(Excerpted data):
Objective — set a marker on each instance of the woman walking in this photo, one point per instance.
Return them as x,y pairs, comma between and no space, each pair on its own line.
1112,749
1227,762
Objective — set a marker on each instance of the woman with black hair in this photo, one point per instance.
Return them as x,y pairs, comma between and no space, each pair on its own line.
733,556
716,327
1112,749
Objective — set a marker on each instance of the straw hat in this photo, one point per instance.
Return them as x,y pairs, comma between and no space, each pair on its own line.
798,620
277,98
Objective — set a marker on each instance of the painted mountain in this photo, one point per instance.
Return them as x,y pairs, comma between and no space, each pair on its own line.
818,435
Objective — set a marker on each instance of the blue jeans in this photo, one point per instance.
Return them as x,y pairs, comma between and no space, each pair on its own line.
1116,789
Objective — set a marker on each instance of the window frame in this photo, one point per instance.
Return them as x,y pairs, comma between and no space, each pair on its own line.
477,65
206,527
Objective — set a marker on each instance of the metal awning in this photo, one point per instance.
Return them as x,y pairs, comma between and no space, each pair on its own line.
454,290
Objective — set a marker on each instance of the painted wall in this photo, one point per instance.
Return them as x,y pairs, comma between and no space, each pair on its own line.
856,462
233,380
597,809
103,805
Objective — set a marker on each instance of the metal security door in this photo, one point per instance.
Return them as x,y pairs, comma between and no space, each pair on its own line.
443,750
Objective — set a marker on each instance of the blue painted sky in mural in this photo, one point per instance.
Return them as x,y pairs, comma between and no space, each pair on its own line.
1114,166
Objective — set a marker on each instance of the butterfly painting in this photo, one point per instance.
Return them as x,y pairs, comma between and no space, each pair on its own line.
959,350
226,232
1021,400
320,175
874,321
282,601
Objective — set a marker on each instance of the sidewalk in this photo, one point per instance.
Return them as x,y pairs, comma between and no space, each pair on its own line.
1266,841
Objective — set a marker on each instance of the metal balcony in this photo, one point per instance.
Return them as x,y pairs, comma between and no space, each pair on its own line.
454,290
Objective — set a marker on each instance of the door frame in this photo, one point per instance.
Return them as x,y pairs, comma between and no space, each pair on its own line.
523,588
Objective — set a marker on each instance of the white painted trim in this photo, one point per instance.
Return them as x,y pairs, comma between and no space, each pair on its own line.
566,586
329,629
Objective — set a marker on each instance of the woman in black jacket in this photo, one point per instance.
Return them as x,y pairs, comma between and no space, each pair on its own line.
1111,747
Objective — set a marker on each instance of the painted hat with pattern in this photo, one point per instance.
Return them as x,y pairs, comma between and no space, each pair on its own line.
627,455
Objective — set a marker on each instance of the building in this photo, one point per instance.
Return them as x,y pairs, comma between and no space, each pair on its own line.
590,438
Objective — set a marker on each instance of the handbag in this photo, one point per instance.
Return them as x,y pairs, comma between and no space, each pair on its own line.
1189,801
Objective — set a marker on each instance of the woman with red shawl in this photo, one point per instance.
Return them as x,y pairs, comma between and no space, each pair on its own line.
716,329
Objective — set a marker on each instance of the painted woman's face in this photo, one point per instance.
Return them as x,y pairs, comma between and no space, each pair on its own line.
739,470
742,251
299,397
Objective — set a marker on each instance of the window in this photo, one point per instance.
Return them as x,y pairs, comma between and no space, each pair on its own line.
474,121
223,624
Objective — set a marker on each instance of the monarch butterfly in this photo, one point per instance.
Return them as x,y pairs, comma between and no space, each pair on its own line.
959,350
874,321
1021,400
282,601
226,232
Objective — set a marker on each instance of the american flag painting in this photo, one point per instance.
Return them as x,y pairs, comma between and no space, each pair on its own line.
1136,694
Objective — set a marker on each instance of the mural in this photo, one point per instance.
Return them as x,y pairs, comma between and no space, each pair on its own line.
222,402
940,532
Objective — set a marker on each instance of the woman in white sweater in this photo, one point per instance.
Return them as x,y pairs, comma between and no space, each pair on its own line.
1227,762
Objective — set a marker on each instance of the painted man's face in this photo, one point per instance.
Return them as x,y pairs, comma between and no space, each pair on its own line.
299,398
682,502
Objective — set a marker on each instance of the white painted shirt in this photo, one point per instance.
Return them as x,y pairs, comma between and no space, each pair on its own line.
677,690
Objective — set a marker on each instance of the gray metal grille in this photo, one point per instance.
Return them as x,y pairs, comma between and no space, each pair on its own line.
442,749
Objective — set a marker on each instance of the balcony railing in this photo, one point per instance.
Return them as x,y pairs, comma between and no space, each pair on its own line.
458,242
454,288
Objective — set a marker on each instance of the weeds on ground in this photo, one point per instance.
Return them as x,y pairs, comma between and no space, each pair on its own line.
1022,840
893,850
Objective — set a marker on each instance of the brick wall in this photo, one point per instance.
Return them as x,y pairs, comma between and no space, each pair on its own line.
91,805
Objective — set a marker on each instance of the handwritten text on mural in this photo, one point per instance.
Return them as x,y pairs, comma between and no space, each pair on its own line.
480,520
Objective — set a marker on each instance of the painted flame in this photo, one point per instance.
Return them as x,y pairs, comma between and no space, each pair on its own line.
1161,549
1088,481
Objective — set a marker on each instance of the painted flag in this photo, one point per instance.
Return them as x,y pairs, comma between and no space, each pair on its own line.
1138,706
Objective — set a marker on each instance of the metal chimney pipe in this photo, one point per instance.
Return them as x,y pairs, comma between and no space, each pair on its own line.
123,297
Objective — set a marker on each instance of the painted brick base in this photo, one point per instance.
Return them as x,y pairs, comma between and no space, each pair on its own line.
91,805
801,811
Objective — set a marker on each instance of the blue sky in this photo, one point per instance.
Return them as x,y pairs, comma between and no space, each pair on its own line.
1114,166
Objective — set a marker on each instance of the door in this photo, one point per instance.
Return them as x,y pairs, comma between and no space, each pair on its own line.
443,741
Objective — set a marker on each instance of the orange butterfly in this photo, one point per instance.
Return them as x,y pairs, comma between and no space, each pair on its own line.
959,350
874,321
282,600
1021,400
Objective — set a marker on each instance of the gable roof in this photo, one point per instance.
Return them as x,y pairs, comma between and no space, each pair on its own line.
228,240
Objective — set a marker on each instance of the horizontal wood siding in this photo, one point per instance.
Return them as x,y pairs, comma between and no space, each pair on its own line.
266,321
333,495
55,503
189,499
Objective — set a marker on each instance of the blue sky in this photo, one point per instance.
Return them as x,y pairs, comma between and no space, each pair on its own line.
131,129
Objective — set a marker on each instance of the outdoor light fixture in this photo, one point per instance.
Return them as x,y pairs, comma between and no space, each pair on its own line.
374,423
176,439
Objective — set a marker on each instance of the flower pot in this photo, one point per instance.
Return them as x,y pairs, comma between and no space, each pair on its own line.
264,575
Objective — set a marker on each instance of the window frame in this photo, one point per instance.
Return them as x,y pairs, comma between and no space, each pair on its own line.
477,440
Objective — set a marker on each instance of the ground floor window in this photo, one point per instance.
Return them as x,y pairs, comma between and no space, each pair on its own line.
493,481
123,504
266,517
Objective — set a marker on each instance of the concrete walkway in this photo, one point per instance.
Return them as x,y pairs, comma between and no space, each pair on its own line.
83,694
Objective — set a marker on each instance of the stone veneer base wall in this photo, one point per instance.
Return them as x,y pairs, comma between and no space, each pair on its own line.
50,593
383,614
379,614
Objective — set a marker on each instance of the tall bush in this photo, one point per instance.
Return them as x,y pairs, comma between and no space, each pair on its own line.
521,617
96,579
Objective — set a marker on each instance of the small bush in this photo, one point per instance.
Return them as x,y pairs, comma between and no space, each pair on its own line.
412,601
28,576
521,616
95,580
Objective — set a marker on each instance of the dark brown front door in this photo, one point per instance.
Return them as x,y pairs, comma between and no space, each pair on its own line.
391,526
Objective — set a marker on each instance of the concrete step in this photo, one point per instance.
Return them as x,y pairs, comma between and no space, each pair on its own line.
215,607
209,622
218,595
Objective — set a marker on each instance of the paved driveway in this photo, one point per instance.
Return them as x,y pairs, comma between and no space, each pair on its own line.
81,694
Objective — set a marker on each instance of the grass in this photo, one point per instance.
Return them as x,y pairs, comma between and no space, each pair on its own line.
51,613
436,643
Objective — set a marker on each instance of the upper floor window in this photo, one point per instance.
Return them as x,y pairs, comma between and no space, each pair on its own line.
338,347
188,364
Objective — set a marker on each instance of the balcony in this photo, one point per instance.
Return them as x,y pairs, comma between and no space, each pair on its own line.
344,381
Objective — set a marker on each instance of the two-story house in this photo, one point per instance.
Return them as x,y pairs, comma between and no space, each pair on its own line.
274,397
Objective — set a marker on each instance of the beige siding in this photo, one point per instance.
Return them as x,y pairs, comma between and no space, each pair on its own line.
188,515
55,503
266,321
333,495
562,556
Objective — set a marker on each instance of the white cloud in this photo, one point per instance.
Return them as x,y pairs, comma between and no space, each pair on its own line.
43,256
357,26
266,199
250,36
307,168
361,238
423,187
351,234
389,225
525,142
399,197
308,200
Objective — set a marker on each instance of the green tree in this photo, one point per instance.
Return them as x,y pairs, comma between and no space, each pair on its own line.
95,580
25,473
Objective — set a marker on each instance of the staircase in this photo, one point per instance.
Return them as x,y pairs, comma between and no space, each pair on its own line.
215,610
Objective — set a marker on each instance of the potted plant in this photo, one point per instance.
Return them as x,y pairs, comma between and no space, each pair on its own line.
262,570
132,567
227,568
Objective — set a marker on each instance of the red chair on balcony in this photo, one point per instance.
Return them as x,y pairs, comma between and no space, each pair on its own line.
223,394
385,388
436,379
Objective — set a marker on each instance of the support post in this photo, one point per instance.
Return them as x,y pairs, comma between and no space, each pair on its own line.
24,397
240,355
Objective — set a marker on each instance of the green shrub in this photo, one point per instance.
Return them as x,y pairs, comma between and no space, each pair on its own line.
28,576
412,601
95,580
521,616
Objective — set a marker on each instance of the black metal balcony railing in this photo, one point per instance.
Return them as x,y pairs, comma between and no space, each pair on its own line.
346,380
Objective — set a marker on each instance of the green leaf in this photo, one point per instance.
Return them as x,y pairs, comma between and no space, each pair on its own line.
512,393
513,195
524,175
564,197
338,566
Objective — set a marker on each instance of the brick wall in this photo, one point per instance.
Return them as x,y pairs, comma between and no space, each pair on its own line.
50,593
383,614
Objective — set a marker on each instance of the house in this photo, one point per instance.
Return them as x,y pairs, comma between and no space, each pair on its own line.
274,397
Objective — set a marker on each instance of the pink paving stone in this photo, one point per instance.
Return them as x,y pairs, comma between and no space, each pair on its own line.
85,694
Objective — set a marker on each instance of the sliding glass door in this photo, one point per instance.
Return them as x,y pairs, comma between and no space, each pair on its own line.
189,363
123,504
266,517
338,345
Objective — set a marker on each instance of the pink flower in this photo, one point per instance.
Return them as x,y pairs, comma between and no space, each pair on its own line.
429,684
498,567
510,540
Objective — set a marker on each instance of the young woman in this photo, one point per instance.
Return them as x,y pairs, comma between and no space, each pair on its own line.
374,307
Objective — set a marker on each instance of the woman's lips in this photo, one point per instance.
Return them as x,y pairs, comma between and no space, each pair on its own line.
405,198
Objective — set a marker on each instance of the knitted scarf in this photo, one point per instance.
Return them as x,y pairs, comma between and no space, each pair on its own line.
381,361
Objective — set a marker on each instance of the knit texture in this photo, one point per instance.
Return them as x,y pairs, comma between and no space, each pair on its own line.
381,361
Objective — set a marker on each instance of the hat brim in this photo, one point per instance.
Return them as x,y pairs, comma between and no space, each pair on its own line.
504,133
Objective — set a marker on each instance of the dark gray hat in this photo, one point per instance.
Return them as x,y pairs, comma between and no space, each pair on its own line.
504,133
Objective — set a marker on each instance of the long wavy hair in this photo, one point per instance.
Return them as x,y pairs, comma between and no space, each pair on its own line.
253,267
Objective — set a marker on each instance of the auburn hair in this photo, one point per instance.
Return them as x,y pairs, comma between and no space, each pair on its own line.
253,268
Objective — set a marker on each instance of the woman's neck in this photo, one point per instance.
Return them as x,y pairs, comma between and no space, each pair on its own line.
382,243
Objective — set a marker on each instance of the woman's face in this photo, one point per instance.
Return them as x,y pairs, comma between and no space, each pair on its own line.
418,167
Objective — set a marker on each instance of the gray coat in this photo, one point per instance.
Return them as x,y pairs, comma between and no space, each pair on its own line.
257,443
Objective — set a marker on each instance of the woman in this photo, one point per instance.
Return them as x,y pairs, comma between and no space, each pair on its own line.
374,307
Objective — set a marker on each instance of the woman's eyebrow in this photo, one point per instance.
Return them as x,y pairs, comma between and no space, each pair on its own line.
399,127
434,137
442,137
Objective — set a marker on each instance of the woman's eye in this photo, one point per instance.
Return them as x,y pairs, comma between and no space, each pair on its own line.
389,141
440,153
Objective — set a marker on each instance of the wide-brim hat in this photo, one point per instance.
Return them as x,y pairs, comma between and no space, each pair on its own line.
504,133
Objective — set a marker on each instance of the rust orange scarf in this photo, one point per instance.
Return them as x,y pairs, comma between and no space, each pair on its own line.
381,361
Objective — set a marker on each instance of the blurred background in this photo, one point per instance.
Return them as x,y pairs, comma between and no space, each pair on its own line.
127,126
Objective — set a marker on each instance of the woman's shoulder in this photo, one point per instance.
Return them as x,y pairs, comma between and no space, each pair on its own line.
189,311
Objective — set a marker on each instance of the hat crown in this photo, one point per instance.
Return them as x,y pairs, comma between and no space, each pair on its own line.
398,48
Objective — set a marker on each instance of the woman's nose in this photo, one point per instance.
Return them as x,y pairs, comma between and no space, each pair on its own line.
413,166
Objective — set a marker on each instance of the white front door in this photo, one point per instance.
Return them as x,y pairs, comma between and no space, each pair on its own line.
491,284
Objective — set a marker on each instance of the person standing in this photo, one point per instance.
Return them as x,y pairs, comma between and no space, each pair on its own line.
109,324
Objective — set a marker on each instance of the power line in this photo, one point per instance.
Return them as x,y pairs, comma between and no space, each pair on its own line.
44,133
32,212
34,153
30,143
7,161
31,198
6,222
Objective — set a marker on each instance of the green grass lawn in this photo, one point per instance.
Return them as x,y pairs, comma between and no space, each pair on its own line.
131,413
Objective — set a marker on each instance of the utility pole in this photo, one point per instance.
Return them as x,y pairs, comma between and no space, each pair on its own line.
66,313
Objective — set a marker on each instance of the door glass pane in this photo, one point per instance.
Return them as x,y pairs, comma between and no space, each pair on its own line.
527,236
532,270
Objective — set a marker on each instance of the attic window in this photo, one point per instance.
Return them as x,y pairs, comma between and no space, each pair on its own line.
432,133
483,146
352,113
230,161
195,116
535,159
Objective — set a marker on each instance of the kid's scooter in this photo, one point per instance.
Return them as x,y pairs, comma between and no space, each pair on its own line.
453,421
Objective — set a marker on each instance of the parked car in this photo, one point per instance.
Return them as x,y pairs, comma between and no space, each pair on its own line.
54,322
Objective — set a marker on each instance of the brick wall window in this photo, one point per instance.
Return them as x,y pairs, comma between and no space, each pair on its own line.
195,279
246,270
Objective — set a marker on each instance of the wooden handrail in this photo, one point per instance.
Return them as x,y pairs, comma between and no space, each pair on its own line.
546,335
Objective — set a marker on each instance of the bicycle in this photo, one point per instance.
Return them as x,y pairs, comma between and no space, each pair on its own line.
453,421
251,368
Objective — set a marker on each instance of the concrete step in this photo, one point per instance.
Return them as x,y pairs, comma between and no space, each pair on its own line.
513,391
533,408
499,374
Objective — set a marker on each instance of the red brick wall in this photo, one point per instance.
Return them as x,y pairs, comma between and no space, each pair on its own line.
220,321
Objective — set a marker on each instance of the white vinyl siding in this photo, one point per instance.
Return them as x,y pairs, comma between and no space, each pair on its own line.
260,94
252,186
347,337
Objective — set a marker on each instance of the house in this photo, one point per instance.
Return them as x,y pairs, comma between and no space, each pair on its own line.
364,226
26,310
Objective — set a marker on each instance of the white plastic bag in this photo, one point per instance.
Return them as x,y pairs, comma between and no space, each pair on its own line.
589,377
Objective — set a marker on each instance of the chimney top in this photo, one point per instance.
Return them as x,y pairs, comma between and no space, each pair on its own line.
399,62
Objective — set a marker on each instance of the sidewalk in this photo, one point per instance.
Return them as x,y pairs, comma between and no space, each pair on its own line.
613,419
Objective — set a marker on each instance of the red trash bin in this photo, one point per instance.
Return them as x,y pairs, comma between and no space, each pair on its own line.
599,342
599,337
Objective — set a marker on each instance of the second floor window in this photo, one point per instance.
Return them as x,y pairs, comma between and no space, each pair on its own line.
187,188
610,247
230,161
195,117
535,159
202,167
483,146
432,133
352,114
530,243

(Exercise brief):
Output the entries again with no changes, beginning at the line that contains "bin in this photo, one point per instance." and ending with the last line of the entries.

(Written reply):
Objective — set a marker on each instance of the red trash bin in this photo, one point per instance.
Return them as x,y pairs, comma between and no space, each pair on its own line.
599,342
599,337
Objective — set a marker on each instance of the second floor window in this photo, one point per instance.
Return them as x,y pairs, comma between and no space, each pair on its own line.
187,188
610,247
230,161
195,117
535,159
202,167
483,146
432,133
352,114
530,243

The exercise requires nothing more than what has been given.